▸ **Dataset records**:
*-*-*

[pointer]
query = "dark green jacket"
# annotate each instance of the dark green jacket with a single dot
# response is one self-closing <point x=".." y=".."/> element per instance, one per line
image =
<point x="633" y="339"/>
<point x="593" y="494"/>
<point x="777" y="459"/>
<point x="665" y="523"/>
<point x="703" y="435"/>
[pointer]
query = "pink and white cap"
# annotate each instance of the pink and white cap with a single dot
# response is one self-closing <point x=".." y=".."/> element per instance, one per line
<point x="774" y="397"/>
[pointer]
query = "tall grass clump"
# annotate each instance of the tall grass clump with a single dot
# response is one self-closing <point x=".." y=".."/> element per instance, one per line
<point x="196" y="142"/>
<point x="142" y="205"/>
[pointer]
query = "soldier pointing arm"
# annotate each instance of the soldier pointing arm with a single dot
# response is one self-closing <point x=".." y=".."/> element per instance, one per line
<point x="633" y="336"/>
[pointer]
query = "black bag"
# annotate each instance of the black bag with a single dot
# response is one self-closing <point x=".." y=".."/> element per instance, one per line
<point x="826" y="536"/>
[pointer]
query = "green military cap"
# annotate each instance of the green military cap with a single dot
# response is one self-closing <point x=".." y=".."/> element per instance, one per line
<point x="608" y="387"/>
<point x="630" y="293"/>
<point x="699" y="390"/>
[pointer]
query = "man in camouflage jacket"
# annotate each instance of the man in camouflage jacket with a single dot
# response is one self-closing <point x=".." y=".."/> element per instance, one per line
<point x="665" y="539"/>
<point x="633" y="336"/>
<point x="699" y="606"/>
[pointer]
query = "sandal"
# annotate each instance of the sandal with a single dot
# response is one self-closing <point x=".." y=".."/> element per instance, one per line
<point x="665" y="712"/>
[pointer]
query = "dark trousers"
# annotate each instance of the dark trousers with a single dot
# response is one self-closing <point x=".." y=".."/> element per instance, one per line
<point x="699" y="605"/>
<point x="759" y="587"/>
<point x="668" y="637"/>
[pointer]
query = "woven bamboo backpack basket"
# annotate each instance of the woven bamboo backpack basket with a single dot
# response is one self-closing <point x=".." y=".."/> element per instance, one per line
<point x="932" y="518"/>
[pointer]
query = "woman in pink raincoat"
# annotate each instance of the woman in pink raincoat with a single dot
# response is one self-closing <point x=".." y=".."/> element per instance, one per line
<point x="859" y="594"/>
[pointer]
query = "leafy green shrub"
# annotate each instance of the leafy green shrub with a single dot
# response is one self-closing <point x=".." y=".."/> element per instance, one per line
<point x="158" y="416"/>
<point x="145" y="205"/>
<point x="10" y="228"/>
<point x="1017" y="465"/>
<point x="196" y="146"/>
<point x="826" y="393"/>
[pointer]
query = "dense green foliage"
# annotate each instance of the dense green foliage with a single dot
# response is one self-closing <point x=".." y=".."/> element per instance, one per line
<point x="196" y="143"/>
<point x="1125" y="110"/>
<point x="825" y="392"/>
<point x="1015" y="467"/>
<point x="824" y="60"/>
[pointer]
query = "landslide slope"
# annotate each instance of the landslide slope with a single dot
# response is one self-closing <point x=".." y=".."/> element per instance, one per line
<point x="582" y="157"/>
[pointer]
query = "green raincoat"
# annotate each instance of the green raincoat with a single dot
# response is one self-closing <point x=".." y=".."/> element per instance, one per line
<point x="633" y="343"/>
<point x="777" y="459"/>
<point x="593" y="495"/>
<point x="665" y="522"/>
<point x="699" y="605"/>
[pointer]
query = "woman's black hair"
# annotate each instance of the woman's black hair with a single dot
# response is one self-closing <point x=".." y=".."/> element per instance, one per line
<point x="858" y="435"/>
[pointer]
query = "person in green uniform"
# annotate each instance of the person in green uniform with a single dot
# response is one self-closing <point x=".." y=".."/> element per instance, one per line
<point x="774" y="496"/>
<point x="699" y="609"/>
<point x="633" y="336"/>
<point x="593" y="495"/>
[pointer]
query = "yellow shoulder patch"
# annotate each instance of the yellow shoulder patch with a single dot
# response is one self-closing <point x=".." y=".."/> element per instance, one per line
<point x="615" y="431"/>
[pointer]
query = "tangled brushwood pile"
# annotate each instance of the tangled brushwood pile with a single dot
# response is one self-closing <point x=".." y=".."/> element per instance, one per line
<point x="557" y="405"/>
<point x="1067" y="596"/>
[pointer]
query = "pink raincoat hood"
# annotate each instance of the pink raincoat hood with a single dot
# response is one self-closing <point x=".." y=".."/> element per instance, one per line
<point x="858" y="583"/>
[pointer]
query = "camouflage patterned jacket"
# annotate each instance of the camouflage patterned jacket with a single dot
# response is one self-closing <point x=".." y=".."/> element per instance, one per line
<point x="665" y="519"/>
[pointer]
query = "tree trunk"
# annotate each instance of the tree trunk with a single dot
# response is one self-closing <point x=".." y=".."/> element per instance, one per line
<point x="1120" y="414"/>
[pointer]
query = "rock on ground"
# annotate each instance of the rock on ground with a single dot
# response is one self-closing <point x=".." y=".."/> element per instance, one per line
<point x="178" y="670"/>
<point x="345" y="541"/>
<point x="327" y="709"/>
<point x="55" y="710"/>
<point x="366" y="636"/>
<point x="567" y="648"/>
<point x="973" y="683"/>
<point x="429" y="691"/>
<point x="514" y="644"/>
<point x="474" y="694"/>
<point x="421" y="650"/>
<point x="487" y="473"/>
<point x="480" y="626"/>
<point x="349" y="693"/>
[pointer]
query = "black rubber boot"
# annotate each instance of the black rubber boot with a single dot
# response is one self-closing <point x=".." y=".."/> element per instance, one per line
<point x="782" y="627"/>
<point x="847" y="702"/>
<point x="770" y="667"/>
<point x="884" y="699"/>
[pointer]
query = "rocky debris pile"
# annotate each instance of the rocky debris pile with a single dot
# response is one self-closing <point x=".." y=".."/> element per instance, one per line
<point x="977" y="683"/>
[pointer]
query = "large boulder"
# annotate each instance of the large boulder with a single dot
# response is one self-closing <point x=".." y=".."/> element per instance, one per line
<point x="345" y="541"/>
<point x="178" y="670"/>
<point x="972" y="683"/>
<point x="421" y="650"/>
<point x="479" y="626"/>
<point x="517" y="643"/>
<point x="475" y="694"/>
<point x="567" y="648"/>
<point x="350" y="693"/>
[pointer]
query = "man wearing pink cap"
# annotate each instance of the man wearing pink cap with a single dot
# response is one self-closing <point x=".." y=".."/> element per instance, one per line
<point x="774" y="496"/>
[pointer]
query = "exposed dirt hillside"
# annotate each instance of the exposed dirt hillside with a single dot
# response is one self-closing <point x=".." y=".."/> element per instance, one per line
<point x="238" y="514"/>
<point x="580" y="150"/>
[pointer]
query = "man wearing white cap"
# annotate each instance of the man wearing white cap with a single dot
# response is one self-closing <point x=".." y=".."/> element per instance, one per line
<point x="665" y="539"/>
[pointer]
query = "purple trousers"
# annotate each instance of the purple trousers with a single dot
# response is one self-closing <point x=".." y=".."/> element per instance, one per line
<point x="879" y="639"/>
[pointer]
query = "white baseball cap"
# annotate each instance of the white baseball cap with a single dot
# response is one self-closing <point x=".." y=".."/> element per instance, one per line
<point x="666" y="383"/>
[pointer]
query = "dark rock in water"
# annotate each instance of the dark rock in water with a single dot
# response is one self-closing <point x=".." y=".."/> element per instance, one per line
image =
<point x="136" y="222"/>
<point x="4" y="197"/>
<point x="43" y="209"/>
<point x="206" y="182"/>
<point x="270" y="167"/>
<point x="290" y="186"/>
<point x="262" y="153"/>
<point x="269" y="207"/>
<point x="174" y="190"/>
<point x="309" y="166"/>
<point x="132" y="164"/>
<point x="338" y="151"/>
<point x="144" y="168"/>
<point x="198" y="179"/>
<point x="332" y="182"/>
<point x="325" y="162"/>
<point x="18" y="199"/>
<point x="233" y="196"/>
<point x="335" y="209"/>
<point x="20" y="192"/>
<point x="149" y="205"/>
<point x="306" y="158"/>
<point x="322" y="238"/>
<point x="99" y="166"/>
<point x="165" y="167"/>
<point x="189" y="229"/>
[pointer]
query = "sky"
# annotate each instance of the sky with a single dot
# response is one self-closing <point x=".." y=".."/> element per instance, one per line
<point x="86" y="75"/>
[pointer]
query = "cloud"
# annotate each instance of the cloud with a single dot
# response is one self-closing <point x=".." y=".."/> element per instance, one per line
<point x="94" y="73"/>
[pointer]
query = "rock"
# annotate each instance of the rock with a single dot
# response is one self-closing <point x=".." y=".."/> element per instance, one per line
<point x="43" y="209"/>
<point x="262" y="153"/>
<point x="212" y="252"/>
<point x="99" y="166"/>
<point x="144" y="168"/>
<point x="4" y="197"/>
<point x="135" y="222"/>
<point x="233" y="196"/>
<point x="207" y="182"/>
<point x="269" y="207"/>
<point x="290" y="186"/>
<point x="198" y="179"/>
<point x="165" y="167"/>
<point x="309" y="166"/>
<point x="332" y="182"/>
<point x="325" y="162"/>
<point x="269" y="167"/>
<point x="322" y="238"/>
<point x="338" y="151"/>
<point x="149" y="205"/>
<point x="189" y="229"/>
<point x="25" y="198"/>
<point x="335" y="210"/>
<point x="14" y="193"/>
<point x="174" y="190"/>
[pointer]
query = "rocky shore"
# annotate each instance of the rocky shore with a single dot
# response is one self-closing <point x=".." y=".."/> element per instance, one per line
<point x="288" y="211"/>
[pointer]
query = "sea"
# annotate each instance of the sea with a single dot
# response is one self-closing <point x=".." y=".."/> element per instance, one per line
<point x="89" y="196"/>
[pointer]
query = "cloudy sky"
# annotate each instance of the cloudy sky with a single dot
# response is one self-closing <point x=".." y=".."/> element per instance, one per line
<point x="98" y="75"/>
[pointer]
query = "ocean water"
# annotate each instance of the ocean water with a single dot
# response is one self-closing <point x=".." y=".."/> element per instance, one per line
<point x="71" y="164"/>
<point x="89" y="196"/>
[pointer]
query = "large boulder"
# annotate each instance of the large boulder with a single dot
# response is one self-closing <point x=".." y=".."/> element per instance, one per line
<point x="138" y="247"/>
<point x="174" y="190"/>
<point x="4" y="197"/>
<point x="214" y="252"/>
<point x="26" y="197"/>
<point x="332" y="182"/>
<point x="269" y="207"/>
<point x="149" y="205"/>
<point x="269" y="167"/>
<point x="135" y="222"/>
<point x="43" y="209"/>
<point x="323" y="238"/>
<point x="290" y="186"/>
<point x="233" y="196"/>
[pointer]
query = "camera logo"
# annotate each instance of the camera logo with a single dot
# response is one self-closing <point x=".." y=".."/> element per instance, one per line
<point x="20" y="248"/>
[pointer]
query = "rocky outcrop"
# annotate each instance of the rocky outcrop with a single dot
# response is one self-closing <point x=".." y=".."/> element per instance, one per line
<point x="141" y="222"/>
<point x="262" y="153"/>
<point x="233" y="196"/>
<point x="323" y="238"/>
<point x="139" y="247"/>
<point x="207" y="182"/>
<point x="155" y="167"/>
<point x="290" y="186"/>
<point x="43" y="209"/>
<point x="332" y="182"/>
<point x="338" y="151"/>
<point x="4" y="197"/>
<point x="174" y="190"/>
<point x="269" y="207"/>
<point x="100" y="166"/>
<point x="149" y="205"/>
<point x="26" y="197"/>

*-*-*

▸ **The problem**: How many lines of the records contain "patch"? Answer with the number only.

▸ **Answer to this problem**: 2